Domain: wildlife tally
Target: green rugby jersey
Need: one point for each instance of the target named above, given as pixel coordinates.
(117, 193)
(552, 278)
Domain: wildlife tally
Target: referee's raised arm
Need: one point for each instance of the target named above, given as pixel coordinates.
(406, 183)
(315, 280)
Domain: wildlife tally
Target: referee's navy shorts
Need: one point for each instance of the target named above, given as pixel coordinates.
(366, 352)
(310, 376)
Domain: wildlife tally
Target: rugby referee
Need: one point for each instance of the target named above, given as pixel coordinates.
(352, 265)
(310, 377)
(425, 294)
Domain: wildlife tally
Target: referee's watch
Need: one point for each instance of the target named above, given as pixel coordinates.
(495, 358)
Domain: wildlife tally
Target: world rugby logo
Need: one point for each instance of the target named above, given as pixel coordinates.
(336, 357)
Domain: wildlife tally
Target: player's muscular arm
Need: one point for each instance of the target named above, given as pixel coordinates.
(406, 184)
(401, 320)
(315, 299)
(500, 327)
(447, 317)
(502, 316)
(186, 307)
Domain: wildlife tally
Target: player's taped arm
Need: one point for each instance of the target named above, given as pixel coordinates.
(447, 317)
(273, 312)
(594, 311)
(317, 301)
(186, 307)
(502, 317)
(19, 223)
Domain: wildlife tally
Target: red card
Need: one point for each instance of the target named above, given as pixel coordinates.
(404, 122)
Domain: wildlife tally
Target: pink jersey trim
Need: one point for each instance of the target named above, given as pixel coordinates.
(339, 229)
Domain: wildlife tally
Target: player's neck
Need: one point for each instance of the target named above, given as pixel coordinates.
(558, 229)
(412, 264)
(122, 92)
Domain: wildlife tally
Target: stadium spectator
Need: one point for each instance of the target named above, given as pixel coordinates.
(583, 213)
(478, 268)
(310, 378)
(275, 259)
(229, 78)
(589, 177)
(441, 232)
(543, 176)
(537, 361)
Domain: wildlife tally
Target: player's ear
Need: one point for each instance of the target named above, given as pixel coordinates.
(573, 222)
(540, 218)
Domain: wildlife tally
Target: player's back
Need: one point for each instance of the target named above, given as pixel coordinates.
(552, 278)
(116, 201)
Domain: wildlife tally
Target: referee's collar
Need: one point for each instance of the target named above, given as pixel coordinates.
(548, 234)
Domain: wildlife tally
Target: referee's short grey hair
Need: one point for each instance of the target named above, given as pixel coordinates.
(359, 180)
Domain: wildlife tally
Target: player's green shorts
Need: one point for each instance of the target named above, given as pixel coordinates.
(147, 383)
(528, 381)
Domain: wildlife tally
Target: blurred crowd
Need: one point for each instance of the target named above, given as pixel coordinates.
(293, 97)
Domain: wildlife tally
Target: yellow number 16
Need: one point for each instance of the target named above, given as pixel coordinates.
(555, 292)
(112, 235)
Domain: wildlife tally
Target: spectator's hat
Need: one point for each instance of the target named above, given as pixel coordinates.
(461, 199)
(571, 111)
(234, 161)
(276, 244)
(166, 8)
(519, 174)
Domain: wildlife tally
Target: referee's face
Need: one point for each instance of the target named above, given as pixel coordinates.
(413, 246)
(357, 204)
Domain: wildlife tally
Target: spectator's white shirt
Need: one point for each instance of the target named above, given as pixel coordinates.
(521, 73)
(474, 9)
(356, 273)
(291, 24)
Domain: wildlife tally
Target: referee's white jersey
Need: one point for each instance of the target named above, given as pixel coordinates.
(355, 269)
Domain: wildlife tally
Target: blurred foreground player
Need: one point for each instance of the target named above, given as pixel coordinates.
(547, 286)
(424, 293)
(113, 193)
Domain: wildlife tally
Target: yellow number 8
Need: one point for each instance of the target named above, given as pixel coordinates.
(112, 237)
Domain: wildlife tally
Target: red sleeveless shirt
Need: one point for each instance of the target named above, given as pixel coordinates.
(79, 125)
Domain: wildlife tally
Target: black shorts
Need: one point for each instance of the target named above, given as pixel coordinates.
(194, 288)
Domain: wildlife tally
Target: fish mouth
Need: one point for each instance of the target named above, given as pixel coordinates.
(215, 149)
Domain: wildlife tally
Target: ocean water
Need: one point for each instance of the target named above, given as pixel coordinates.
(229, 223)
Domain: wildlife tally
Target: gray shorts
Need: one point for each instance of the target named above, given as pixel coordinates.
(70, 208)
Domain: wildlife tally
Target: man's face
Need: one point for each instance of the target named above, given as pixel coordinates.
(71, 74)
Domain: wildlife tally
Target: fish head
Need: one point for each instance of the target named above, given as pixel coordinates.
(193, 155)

* * *

- Description of the task -
Write out every line from the records above, word for word.

- Full answer -
Domain: wildlife tally
Target: green rugby jersey
Need: one point for each instance of the target named above, given as pixel coordinates.
(117, 193)
(552, 278)
Domain: wildlife tally
Target: referee's raised arm
Need: one point for each instance of the target named above, given as pixel coordinates.
(406, 183)
(315, 280)
Domain: wildlife tally
Target: referee's navy shorts
Need: one point for each instance of the target named above, given as pixel coordinates.
(366, 352)
(310, 376)
Domain: wildlife tally
Target: rugby referee
Need: one point for each instance of the target named above, given as pixel coordinates.
(352, 265)
(310, 377)
(425, 294)
Domain: wildlife tally
Target: referee's watch
Need: one point for each instance of the target named above, given as pixel coordinates.
(495, 358)
Domain: wildlife tally
Target: world rugby logo
Need: one point for each instance of the target named above, given as pixel coordinates.
(336, 357)
Domain: wildlife tally
Target: player's muscular arm
Need: one point for each instance of the target named above, given as pixel coordinates.
(406, 184)
(401, 320)
(315, 299)
(500, 327)
(447, 317)
(502, 316)
(186, 307)
Domain: wildlife tally
Target: player's taped arm
Need: one point for each instance of the target named above, given as pixel coordinates.
(447, 317)
(273, 312)
(594, 311)
(317, 301)
(186, 307)
(502, 317)
(19, 223)
Domain: wildlife tally
Target: red card
Need: one point for each instance of the target named above, given as pixel coordinates.
(404, 122)
Domain: wildlife tally
Target: pink jersey trim
Need: one point for each instance of the target named above, given as pixel coordinates.
(339, 229)
Domain: wildlife tally
Target: player's neck
Need: one point for each instance of the target named above, given as pixel coordinates.
(558, 229)
(412, 264)
(122, 92)
Domain: wildlife tally
Target: stadium spectator
Need: one point for each instance of the target named above, given as pixel coordinates.
(583, 213)
(478, 268)
(310, 378)
(275, 259)
(229, 78)
(589, 177)
(441, 232)
(543, 176)
(537, 361)
Domain: wildlife tally
Target: player's ear
Need: one point for each instance of the target named above, given as pixel coordinates.
(573, 222)
(540, 218)
Domain: wildlife tally
Target: player's back
Need: one point for each instance of the target named above, given as pixel coordinates.
(552, 278)
(116, 201)
Domain: wildlife tally
Target: referee's collar
Need: one point for each instance of the target named above, given as pixel coordinates.
(548, 234)
Domain: wildlife tally
Target: referee's short grey hair
Need: one point for each instance of the target named above, given as pixel coordinates.
(359, 180)
Domain: wildlife tally
Target: player's green shorts
Need: one point for each instance of the target named above, given as pixel coordinates.
(147, 383)
(528, 381)
Domain: wildlife tally
Target: blurred crowd
Need: one point for each instance of the target named above, given as pixel coordinates.
(293, 97)
Domain: wildlife tally
Target: yellow number 16
Need: one point for each instance of the target named above, given as pixel coordinates.
(555, 292)
(112, 235)
Domain: wildlife tally
Target: spectator's hat
Need: one point for each instance of the target named above, given as pixel coordinates.
(461, 199)
(571, 111)
(234, 161)
(276, 244)
(166, 8)
(519, 174)
Domain: wildlife tally
Target: referee's face
Need: one point for each instance of the target named above, given as pixel coordinates.
(413, 246)
(357, 204)
Domain: wildlife tally
Target: spectator's white shirt
Need: one point for each instance of the target named above, given as pixel coordinates.
(521, 73)
(474, 9)
(356, 273)
(291, 24)
Domain: wildlife tally
Target: referee's white jersey
Need: one point for each instance of the target named above, given as pixel coordinates.
(355, 269)
Domain: wildlife tally
Target: blurred foreground player
Need: one point for each instance of the target named above, given as pixel coordinates.
(547, 286)
(424, 293)
(113, 193)
Domain: wildlife tally
Target: yellow number 8
Need: one point for each instance of the target named above, given as pixel coordinates.
(112, 237)
Domain: wildlife tally
Target: red sleeveless shirt
Need: one point for each instance of the target named above, given as pixel coordinates.
(79, 125)
Domain: wildlife tally
Target: black shorts
Need: one point for each instance of the target named above, given as pixel coordinates.
(194, 288)
Domain: wildlife tally
Target: fish mouth
Need: one point for each instance of the target named above, given as pixel coordinates.
(215, 149)
Domain: wildlife tally
Target: ocean water
Need: one point for each instance of the target named above, given as pixel coordinates.
(229, 223)
Domain: wildlife tally
Target: gray shorts
Need: one point for each instance of the target named above, given as pixel coordinates.
(70, 208)
Domain: wildlife tally
Target: man's face
Need: one point for each instance of the target named above, given as pixel coordinates.
(71, 74)
Domain: wildlife tally
Target: fish head
Need: one point for each instance of the target named above, given as pixel coordinates.
(193, 155)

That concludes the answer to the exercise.